| Entries provided |
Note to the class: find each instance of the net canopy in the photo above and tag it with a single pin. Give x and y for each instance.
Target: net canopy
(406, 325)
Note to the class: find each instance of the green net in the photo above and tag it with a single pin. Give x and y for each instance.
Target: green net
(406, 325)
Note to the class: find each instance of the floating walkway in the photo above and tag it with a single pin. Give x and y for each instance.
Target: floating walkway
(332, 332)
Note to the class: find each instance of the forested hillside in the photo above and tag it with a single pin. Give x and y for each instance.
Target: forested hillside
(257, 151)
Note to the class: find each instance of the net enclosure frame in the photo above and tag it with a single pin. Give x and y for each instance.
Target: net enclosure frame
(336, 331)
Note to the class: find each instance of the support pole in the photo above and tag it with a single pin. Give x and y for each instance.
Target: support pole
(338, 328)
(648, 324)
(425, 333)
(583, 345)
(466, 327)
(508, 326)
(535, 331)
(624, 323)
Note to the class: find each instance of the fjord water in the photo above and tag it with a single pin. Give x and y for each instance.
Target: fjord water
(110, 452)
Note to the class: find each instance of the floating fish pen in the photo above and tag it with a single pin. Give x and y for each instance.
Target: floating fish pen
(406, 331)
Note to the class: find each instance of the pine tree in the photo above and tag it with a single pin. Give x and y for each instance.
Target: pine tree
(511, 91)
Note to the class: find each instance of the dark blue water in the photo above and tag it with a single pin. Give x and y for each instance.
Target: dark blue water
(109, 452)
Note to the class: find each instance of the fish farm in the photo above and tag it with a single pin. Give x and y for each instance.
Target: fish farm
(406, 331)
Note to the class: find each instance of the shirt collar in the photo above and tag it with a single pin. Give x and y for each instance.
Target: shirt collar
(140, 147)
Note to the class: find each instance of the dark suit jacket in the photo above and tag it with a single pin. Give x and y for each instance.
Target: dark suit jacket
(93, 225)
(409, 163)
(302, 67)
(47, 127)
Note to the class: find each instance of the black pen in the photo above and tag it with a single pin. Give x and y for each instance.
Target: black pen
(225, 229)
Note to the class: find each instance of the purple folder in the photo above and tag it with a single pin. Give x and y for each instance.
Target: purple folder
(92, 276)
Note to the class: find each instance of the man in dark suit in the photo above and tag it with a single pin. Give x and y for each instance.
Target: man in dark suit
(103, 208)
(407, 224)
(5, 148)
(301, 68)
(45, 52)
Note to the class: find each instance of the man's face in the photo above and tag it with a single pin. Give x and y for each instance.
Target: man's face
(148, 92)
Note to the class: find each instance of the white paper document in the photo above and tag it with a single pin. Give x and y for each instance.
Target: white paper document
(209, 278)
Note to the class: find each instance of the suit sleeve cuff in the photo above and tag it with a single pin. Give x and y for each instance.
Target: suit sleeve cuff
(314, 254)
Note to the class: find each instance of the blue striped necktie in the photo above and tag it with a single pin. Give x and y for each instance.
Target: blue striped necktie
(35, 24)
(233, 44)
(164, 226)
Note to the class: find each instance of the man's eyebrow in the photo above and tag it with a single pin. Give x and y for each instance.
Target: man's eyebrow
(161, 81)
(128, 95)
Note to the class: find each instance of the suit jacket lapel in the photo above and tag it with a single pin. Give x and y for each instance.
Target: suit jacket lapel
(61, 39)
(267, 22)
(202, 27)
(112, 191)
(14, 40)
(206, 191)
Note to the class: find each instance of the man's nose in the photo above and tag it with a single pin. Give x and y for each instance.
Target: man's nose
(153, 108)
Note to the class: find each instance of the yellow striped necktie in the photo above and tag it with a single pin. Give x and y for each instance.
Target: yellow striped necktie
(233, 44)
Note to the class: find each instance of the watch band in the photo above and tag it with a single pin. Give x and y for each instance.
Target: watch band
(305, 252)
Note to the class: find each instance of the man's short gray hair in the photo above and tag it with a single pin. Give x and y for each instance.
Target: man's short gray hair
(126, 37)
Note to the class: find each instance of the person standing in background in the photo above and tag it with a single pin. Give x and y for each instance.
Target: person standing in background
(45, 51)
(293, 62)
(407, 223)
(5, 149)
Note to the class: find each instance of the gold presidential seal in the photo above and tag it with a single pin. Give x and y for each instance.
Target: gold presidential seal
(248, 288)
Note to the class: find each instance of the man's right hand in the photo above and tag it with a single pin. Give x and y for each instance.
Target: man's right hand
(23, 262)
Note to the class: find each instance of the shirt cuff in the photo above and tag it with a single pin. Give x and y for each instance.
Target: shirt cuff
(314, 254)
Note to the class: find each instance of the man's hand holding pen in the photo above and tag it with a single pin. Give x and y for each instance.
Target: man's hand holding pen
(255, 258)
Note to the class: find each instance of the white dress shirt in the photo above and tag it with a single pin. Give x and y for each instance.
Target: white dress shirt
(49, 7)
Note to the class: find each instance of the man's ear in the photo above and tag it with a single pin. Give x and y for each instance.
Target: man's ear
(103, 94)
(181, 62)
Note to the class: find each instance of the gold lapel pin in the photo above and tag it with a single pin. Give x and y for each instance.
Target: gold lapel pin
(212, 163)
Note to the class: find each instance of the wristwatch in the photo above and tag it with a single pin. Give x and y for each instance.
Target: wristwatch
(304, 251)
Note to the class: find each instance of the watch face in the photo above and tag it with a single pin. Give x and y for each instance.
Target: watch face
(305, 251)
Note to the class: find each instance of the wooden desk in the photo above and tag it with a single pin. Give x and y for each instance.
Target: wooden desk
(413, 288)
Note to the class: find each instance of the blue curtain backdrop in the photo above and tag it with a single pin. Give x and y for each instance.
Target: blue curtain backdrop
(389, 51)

| Written task |
Copy out every one of the records above line for line, without changing a single character.

| Solution for this task |
Note to the class: find each instance of the net canopy in the photo above and tag it with a single pin. Give x and y for each instance.
Target: net canopy
(406, 325)
Note to the class: find each instance of the green net in the photo above and tag it with a single pin. Give x and y for each instance.
Target: green net
(406, 325)
Note to the class: find each instance of the floating walkway in the photo above and tag it with a single pin. Give x and y for each instance.
Target: floating walkway
(332, 332)
Note to the class: find each instance of the forested hillside in the photo above and tag it with a single pin. Give x and y for each instance.
Target: forested hillside
(257, 151)
Note to the class: find each instance of the net enclosure frame in the photo above and tag it with a single pin. Give x and y for each instance.
Target: net enclosure frame
(336, 331)
Note to the class: find each instance of the support pole in the photo above and tag it with a single pin. Give x and y for each instance.
Target: support pole
(338, 328)
(648, 324)
(425, 333)
(583, 345)
(466, 327)
(508, 326)
(535, 331)
(624, 323)
Note to the class: find each instance of the fjord water in the photo above and tag it with a single pin. Give x and y for each instance.
Target: fjord water
(110, 452)
Note to the class: find each instance of the floating fish pen in the photo above and tag it with a single pin. Give x and y for each instance.
Target: floating fish pen
(406, 331)
Note to the class: find each instance of the pine tree in the photo above and tag it with a single pin. Give x and y for each instance.
Target: pine tree
(511, 91)
Note to the class: find each instance of the dark blue water in the photo above and tag it with a single pin. Give x and y for each instance.
Target: dark blue water
(109, 452)
Note to the class: find each instance of the fish farm in the photo above and tag it with a single pin. Give x and y for each instance.
Target: fish farm
(406, 331)
Note to the class: find each instance of the shirt collar in the photo above and tag it with a single pin. Give x and y for each instance.
Target: shirt collar
(140, 147)
Note to the class: find each instance of the dark suit jacket in the photo above and tag it with a single pin. Give x and y for each instance.
Target: dark suit jacket
(93, 225)
(409, 163)
(302, 67)
(47, 127)
Note to the class: find each instance of the black pen in the photo above and tag it with a single pin. Give x and y for each instance.
Target: black pen
(225, 229)
Note to the class: find each instance of the purple folder in the photo above and tag it with a single pin. Give x and y for each instance.
Target: purple folder
(92, 276)
Note to the class: find each instance of the man in dark suit in the photo above and tag it with a single pin. Give x and y for each instance.
Target: man in dark suit
(103, 208)
(407, 224)
(5, 148)
(301, 68)
(45, 52)
Note to the class: find each instance of the man's face in the photo above and tag it with a single pin. Give x and y for each instance.
Target: man's face
(148, 92)
Note to the class: find each instance of the white paper document in the photo above and tag it with a single pin. Give x and y for each instance.
Target: white paper document
(209, 278)
Note to the class: find each instance of the suit sleeve cuff in the photo above and tag it with a single pin. Give x and y for each instance.
Target: suit sleeve cuff
(314, 254)
Note to the class: find each instance of the blue striped necktie in the photo above and tag it with a single pin. Give x and y for each instance.
Target: blue striped necktie
(35, 24)
(233, 44)
(164, 226)
Note to the class: find each instance of the man's eyebrow in the photo above and tag it with a single pin. Give x and y for each instance.
Target: man's eyebrow
(161, 81)
(128, 95)
Note to the class: find each instance of the suit jacket lapel in the photo above and tag it with a single pin. Give x and y for each instance.
Target: suit jacket lapel
(61, 39)
(267, 22)
(202, 27)
(112, 191)
(14, 40)
(206, 191)
Note to the class: find each instance of the man's nose in the photo above and tag it with a single pin. Give x and y for each instance.
Target: man's nose
(153, 108)
Note to the class: find each instance of the yellow striped necktie in the photo above and tag it with a single pin. Give x and y for each instance.
Target: yellow striped necktie
(233, 44)
Note to the class: find each instance of the watch band in the photo above and tag it with a single pin. Give x and y for each instance.
Target: watch band
(305, 252)
Note to the class: find each instance of the man's short gray hair in the photo above and tag it with a single pin. Give x and y for each instance.
Target: man's short gray hair
(126, 37)
Note to the class: find each instance of the person standing in background in the photo above and tag it with a single pin. Give x and y for each instance.
Target: person standing in background
(45, 51)
(293, 62)
(407, 223)
(5, 149)
Note to the class: find each instance of the gold presidential seal in the photo above and tag it with a single pin. Give x and y for each instance.
Target: gold presidential seal
(248, 288)
Note to the class: find each instance of the man's right hand in the photo above and tag it with a single pin. Give x and y for each instance.
Target: man's right hand
(23, 262)
Note to the class: find each instance of the shirt cuff in the photo above and tag it with a single pin. Give x and y for each instance.
Target: shirt cuff
(314, 254)
Note to the class: find each instance of the man's hand holding pen in the photo above and tag it with a single pin. Give x and y for each instance.
Target: man's hand holding pen
(255, 258)
Note to the class: find each instance of the white dress shirt in the photo above and tag it with a single pin. Give x and y for each instance.
Target: white dress shirt
(49, 7)
Note to the class: find each instance of the man's ear in the photo above and tag it with a single pin. Give x and y for each instance.
Target: man's ear
(103, 94)
(181, 62)
Note to the class: find each instance of the gold lapel pin in the photo above and tag it with a single pin. Give x and y for each instance.
Target: gold lapel pin
(212, 163)
Note to the class: find each instance of the wristwatch in the photo above and tag it with a single pin. Give x and y for each instance.
Target: wristwatch
(304, 251)
Note to the class: find each instance of the watch face in the photo above and tag it with a single pin. Give x and y for each instance.
Target: watch face
(305, 251)
Note to the class: find each instance of the wooden desk in the photo above and tag it with a single pin. Give x and y for each instance.
Target: wooden desk
(413, 288)
Note to the class: find each instance of the blue curtain backdrop in the photo above and tag it with a single pin. Give x and y for each instance.
Target: blue curtain backdrop
(389, 51)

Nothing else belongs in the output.